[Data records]
━━━━━━━━

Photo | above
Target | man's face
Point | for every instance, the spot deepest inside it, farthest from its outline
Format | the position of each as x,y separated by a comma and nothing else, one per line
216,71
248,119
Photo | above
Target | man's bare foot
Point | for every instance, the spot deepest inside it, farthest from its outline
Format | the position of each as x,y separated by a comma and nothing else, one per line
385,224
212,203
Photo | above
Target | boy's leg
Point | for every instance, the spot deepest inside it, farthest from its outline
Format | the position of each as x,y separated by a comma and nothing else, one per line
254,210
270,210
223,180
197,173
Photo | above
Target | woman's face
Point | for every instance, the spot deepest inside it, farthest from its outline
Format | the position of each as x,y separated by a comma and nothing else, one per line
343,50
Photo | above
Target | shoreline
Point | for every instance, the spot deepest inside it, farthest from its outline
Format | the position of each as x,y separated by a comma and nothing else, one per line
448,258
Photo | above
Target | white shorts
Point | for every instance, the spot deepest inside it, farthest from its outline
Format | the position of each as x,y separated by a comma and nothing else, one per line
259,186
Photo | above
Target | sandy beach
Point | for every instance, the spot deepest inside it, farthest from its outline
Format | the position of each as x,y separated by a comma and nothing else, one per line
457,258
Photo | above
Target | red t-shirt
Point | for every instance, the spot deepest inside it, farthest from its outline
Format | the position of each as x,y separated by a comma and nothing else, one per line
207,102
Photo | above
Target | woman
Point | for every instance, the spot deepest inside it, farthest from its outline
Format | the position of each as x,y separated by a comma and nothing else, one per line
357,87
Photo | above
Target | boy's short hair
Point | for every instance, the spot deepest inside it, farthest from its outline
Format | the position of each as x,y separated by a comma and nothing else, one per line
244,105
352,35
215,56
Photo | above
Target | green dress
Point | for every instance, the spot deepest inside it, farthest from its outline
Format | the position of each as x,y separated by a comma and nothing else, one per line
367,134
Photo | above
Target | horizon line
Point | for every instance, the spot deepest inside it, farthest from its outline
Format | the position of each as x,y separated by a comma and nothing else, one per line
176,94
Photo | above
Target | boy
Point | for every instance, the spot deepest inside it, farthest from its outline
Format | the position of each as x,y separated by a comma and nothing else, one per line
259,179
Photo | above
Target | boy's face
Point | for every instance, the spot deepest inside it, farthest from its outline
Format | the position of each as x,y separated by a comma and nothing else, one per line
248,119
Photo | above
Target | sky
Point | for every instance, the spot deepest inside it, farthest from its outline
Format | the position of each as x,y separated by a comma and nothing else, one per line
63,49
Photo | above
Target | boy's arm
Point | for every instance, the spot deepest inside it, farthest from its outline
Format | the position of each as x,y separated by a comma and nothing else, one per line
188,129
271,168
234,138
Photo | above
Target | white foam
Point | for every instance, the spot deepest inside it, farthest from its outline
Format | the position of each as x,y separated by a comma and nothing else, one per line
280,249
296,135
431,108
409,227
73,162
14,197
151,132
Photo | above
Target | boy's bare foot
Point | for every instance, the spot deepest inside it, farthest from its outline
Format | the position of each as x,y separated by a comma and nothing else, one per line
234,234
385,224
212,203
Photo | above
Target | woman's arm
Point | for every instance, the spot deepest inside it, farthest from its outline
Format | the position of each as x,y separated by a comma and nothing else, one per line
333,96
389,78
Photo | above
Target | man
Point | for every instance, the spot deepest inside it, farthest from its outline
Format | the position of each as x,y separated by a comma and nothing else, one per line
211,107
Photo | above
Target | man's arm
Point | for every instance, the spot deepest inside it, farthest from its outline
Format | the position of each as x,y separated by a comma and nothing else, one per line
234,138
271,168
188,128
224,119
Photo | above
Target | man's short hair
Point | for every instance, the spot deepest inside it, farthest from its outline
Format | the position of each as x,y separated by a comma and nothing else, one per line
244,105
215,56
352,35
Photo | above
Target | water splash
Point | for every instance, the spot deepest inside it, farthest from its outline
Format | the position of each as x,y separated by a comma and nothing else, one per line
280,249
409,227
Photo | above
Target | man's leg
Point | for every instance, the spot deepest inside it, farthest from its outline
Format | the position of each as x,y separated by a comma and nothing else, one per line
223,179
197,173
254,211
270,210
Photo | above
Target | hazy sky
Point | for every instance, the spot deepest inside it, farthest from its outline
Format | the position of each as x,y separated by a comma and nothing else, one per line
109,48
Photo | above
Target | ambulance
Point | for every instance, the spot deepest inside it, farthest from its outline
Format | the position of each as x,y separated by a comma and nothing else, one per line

━━━━━━━━

Check every line above for the string "foot", and copy the ones that have it.

* Exercise solution *
Target | man's bare foot
Target | boy's bare foot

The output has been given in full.